- **GOAL OF THE EXERCISE**
In the listing below, the lines starting with the line with "Target: column" and going on through the line with "Target: wall lamp on building" are to be reproduced exactly, and only those.

- **RECORDS FOR THIS EXERCISE**
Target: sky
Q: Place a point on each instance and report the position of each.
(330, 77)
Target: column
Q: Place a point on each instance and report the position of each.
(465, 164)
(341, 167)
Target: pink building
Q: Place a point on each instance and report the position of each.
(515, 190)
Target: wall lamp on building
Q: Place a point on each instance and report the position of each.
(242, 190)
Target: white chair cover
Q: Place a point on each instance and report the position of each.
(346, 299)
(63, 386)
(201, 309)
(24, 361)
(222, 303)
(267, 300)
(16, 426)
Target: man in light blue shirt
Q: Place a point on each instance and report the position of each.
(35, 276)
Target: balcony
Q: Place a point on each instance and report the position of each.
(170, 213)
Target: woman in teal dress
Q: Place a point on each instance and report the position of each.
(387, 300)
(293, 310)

- **WRITTEN RESPONSE**
Target: column
Q: Place a point on each instance and report the position of each.
(465, 164)
(341, 167)
Target: pink building
Q: Place a point on each instance and report the position of each.
(515, 190)
Target: wall lamp on building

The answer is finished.